- STORED DATA -

>> Begin

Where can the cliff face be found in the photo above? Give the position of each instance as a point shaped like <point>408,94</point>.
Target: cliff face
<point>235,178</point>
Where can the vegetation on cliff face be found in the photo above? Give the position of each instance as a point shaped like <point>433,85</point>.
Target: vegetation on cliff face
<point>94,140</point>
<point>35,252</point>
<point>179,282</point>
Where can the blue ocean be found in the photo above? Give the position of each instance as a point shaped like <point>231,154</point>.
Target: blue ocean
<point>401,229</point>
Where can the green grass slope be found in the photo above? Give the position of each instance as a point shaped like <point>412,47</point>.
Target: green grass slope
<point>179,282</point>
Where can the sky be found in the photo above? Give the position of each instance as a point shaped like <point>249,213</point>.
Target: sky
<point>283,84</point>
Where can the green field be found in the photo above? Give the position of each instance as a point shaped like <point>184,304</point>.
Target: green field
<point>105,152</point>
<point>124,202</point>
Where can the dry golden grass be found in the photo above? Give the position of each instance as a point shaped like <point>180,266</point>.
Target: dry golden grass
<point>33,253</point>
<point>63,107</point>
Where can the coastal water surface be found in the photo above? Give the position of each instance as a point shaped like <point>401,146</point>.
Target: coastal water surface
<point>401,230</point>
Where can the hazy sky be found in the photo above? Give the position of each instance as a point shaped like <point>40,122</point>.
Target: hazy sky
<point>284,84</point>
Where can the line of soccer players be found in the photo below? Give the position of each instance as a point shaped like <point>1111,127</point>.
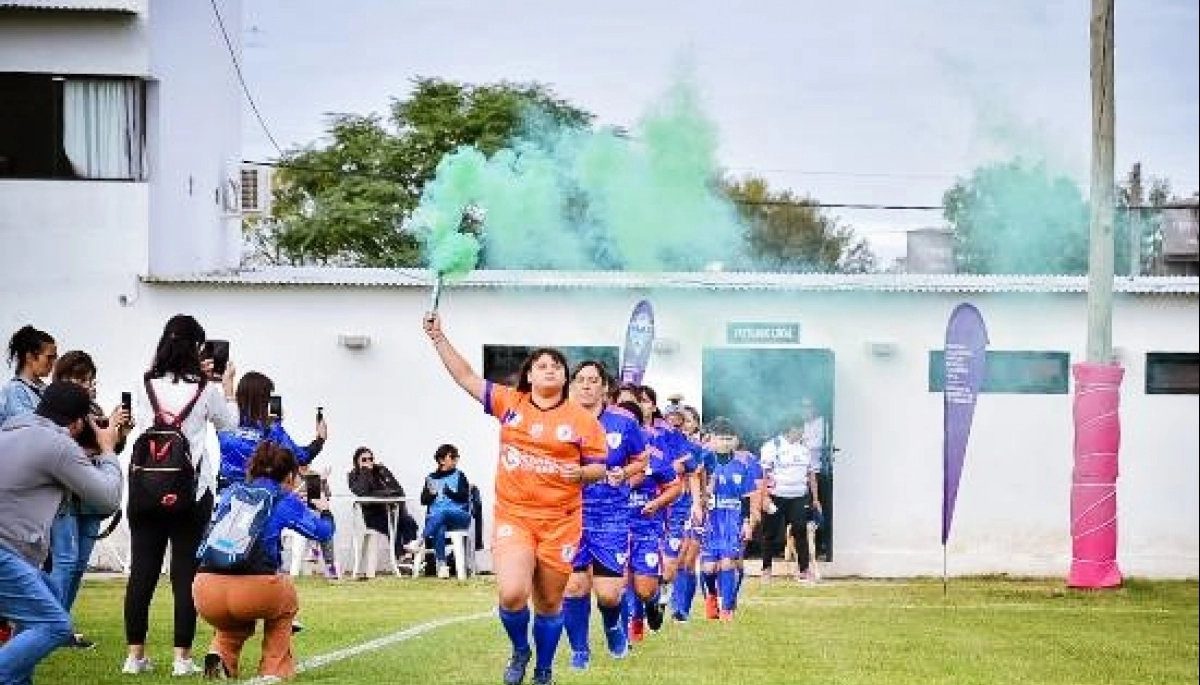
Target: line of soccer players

>> End
>> Begin

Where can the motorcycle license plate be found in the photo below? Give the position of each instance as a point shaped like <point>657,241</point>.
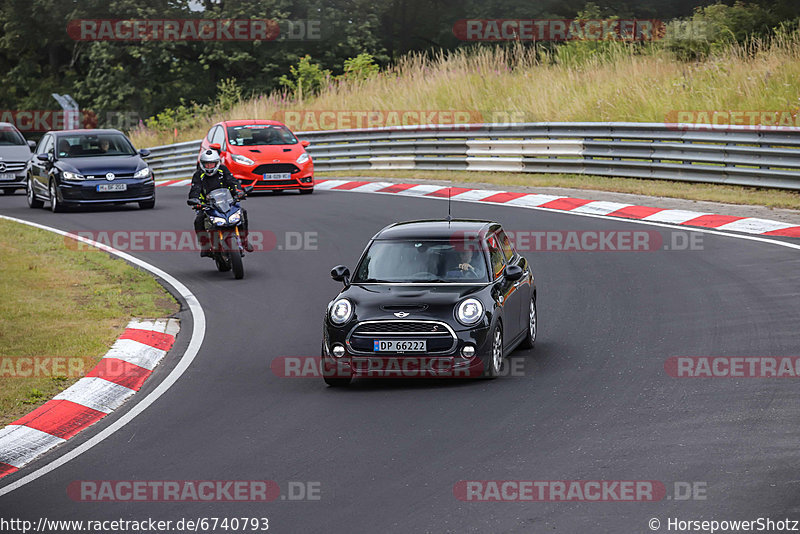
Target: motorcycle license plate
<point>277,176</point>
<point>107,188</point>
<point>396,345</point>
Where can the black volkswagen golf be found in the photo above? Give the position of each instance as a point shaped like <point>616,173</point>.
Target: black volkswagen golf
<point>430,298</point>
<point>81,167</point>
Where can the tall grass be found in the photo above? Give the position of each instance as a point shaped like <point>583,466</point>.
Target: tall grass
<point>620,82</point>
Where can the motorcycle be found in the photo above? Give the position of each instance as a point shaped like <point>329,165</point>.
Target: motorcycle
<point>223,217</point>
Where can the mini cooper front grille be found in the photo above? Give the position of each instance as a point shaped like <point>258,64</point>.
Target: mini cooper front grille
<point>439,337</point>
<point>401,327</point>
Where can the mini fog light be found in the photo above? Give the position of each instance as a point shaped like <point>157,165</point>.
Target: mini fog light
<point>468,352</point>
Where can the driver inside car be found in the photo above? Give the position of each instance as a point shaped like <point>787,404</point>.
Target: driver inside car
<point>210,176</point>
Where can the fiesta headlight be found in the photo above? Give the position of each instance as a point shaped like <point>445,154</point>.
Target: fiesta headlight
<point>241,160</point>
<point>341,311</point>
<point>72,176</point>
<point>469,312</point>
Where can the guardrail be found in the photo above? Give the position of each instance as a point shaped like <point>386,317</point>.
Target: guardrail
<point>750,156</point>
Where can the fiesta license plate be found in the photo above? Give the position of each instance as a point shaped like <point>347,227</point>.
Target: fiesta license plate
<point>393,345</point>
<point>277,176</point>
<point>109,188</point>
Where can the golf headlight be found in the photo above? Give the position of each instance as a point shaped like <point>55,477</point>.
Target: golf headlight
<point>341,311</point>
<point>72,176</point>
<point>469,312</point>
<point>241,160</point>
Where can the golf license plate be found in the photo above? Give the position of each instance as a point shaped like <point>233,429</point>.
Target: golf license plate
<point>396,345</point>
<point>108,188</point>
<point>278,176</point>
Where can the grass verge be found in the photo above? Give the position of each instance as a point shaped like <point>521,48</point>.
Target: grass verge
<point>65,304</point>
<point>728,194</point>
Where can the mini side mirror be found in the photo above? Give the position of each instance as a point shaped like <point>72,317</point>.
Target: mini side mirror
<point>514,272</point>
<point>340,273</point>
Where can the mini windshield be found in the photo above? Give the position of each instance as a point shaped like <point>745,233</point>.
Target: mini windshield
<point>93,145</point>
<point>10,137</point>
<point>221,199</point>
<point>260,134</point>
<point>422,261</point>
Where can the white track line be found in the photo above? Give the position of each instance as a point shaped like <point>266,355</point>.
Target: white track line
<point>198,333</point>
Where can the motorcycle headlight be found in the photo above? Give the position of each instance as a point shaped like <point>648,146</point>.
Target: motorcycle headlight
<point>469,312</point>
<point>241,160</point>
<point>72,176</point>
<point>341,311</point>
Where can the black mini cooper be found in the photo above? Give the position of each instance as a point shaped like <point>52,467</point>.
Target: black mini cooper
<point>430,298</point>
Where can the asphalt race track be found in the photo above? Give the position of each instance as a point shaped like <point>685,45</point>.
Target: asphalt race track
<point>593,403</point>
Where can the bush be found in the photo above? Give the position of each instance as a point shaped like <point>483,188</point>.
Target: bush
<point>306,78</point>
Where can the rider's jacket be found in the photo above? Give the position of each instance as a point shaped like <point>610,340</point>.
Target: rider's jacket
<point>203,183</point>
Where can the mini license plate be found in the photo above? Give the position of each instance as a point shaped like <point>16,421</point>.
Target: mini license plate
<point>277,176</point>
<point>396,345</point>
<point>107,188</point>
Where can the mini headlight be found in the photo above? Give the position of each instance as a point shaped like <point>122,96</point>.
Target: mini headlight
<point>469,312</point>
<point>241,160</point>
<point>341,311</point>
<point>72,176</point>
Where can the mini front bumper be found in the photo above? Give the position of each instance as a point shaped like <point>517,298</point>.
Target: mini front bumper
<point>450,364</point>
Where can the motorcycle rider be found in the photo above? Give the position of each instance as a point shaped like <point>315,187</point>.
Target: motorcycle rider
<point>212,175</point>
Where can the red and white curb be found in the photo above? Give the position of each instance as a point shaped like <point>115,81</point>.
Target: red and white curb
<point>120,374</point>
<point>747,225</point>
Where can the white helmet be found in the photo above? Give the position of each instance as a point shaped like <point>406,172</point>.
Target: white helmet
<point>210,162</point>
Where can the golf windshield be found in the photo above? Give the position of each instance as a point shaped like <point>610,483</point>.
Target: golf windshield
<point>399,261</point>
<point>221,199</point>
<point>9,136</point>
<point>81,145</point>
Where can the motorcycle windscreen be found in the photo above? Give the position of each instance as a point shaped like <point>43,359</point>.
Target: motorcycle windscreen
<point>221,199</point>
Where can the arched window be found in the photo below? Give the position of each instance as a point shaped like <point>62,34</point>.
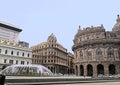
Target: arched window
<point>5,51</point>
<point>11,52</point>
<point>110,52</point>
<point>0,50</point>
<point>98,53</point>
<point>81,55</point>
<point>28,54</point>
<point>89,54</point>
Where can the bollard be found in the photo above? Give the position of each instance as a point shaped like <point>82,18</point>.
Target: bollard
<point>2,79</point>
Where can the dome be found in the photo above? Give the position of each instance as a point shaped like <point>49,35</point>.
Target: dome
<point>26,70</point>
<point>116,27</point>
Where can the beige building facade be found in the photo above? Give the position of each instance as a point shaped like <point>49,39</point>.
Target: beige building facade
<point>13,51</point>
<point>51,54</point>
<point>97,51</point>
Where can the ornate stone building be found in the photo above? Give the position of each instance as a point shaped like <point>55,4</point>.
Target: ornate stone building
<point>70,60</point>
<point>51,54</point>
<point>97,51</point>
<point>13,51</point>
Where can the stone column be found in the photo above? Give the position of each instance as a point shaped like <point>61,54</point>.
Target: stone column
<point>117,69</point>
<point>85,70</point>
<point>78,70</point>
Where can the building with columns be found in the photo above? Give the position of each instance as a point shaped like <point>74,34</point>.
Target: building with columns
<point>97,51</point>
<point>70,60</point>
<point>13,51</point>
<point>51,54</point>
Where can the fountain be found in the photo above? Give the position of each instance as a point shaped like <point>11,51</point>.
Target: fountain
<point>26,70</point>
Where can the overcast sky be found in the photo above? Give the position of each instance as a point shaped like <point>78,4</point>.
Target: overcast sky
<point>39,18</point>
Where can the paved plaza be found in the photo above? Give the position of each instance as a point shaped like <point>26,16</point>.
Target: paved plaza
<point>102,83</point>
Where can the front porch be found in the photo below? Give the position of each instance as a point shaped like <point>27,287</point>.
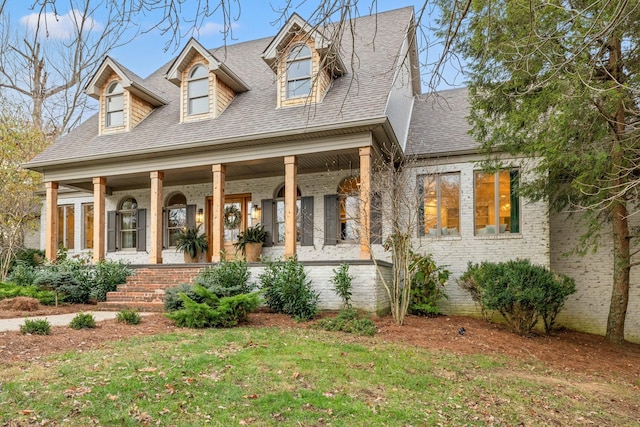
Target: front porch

>> End

- PROBLEM REQUIREMENTS -
Copy the records verbatim, from the line with "Where can the cliff" up to and including the line with "<point>124,202</point>".

- IN RESPONSE -
Where can the cliff face be found in the photo above? Give the position of each instance as a point shaped like <point>408,94</point>.
Target: cliff face
<point>235,178</point>
Where can the vegetation on cliff face be found in the photo above? Give the position of each instance as a point shaped like <point>433,85</point>.
Target: vegetation on cliff face
<point>94,140</point>
<point>35,252</point>
<point>179,282</point>
Where can the blue ocean be found in the photo above? Give the position of each instance as a point shaped like <point>231,154</point>.
Target: blue ocean
<point>401,229</point>
Where can the green grass slope be found in the photo above? Give the position of each instance as a point shaped like <point>412,47</point>.
Target: green grass slope
<point>179,282</point>
Where can the sky be found in the photo above? Give the position of each instance as a point shaped like <point>249,213</point>.
Target: sky
<point>283,84</point>
Where can the green field be found in the photo above? Give the position of each instance as a point shaped like <point>184,304</point>.
Target: green field
<point>105,152</point>
<point>124,202</point>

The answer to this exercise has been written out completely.